* _TEXT BLOCK_:
Dask saving dataframe partitions as files

Hi, I wanted some help with a usecase.

Lets say I have 8 nodes and on each node I setup 32 dask workers (so total 256 dask workers). Now I load a dataset as a dask dataframe on these 256 workers (with 256 partitions), do some row wise pre processing (using map partiitons). Then I want to save the dask dataframe’s partitions as 8 files on those 8 nodes.

So, for this, I can do a repartition operation to repartition the dataframe to have just 8 partitions. But now how do I save these partitions as separate files on those 8 nodes (each node should have just 1 partition saved).

What I was thinking was on these lines:

data = {'col_1': [3, 2, 1, 0,4,5,6,7], 'col_2': ['a', 'b', 'c', 'd','e','f', 'g', 'h']}
df = pd.DataFrame.from_dict(data)
ddf = dd.from_pandas(df, npartitions=4) # smaller example with 4 partitions on 4 workers (2 nodes only)

cl1 = Client(n_workers=4)
cl2 = Client(n_workers=2)

df2 = cl1.persist(ddf)
new_df = df2.repartition(npartitions=2) # repartition to 2 partitions to save on 2 nodes
cl2.compute(new_df) # ValueError: Inputs contain futures that were created by another client

Getting the error: Inputs contain futures that were created by another client

I needed help with 2 things:

  1. how to ensure that the saving is done on 8 nodes with each node having 1 partition
  2. after getting those partitions, how can I do the saving?

For saving was thinking on these lines: (let me know if there is a better method)

def save_part(partition, partition_info=None):
    partition.to_pickle(str(partition_info['number']) + '.csv')
    return None

temp = ddf.map_partitions(save_part, meta=('temp', object))

@vigneshn1997 Thanks for your question.

Getting the error: Inputs contain futures that were created by another client

This is expected because you’re using a different client (cl2) to access new_df, when cl1 is the client that has a reference to new_df.

As for saving the file on each worker manually, this is generally not recommended, could you please share why you want to do this? I think you can consider publishing the dataset or saving it to cloud storage instead?

(Also, a side note, since you’re persisting before re-partitioning, the in-memory futures won’t be affected when you do re-partition.)

Here’s an example:

import pandas as pd
import dask.dataframe as dd

from distributed import Client, LocalCluster

cluster = LocalCluster()

# Both clients are connected to the same scheduler
client1 = Client(cluster)
client2 = Client(cluster)

data = {'col_1': [3, 2, 1, 0, 4, 5, 6, 7], 'col_2': ['a', 'b', 'c', 'd','e','f', 'g', 'h']}

df = pd.DataFrame.from_dict(data)

ddf = dd.from_pandas(df, npartitions=4) 

new_ddf = ddf.repartition(npartitions=2)

persisted_ddf = client1.persist(new_ddf)


received_ddf = client2.get_dataset("published_ddf")

client2.compute(received_ddf) # Works

* _LIST OF TASKS_:
• 1. Using the Dask thread, decide whether each statement agrees with it: (a) the asker plans to set up 32 workers on each of 8 nodes; (b) the reply recommends saving a file on each worker manually; (c) in the reply's example, both clients connect to the same scheduler. Answer yes or no for each, quoting the words from the thread that settle it.
• 2. Transcribe the Dask thread word for word, starting at "# Both clients" and ending at "new_ddf = ddf.repartition(npartitions=2)".
The listing after the Dask thread is not needed for anything here.

Object location annotation data
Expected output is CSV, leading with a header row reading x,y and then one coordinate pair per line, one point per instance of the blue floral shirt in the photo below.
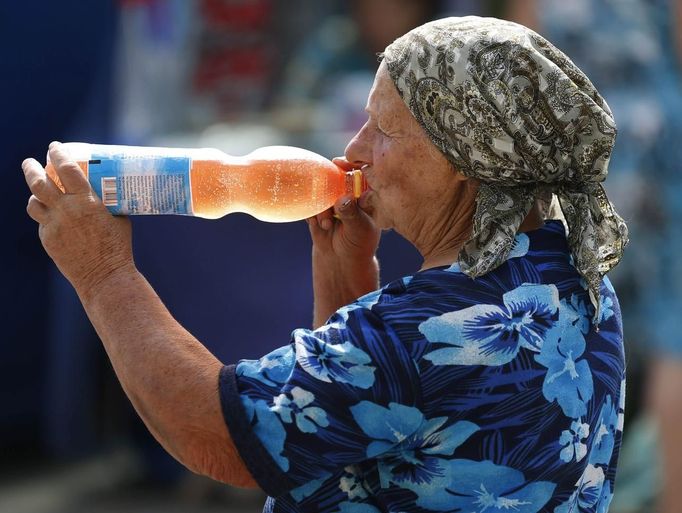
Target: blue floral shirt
x,y
443,393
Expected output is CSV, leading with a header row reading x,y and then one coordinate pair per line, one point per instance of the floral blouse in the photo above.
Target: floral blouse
x,y
442,393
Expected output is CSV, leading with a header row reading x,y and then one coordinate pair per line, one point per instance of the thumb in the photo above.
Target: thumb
x,y
354,219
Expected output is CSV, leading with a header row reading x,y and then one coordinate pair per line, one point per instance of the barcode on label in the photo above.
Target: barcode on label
x,y
109,192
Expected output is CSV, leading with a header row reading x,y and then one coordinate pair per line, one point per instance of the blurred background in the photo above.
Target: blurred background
x,y
238,75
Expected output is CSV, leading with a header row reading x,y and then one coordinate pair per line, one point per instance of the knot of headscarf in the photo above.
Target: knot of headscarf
x,y
509,109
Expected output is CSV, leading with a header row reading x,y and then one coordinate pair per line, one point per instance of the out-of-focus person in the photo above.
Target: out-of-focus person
x,y
632,50
327,79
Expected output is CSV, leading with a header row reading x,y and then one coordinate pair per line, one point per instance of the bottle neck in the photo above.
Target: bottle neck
x,y
355,183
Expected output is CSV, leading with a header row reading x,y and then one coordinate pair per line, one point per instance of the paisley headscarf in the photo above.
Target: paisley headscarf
x,y
508,108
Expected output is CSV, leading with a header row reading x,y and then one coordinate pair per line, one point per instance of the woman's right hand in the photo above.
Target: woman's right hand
x,y
345,240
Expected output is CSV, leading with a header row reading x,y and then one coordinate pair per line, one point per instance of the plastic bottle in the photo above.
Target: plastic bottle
x,y
273,183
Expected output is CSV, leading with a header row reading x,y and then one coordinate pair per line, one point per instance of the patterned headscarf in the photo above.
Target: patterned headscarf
x,y
509,109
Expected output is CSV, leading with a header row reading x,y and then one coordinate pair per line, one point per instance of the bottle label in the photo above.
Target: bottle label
x,y
142,185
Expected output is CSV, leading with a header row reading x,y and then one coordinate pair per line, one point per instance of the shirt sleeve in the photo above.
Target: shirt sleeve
x,y
336,396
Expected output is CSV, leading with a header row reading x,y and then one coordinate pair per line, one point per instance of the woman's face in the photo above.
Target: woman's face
x,y
409,178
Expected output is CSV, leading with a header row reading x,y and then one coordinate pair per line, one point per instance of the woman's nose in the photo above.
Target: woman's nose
x,y
359,150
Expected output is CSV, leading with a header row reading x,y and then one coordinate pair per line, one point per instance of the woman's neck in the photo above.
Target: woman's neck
x,y
446,252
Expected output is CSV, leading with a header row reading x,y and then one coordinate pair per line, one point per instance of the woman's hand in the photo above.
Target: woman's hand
x,y
85,241
345,240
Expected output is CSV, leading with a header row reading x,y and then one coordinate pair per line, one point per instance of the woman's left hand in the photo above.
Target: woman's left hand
x,y
86,242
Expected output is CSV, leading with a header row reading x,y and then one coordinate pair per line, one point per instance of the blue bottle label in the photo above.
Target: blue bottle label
x,y
142,185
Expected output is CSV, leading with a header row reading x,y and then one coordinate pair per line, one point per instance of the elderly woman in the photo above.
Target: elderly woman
x,y
490,380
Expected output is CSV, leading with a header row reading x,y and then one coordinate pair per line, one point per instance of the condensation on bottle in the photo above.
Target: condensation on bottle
x,y
273,183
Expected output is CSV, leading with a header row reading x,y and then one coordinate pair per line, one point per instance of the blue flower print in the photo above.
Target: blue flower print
x,y
520,247
572,441
492,334
309,488
584,310
351,484
621,406
604,436
308,418
272,369
268,428
606,311
415,463
588,493
356,507
344,363
605,498
387,426
366,301
484,487
568,380
454,268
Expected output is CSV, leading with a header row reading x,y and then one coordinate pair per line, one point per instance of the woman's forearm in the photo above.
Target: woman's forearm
x,y
336,286
171,378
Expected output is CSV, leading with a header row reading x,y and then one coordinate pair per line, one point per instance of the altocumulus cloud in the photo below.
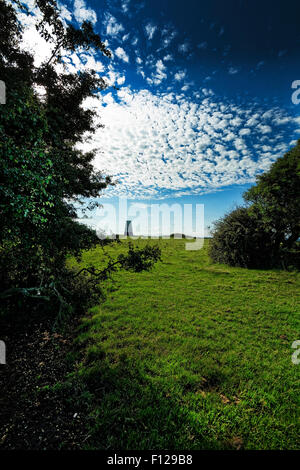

* _SOLUTIONS FOR EACH TASK_:
• 1.
(a) Yes: "on each node I setup 32 dask workers (so total 256 dask workers)"
(b) No: "As for saving the file on each worker manually, this is generally not recommended"
(c) Yes: "# Both clients are connected to the same scheduler"

• 2.
# Both clients are connected to the same scheduler
client1 = Client(cluster)
client2 = Client(cluster)

data = {'col_1': [3, 2, 1, 0, 4, 5, 6, 7], 'col_2': ['a', 'b', 'c', 'd','e','f', 'g', 'h']}

df = pd.DataFrame.from_dict(data)

ddf = dd.from_pandas(df, npartitions=4) 

new_ddf = ddf.repartition(npartitions=2)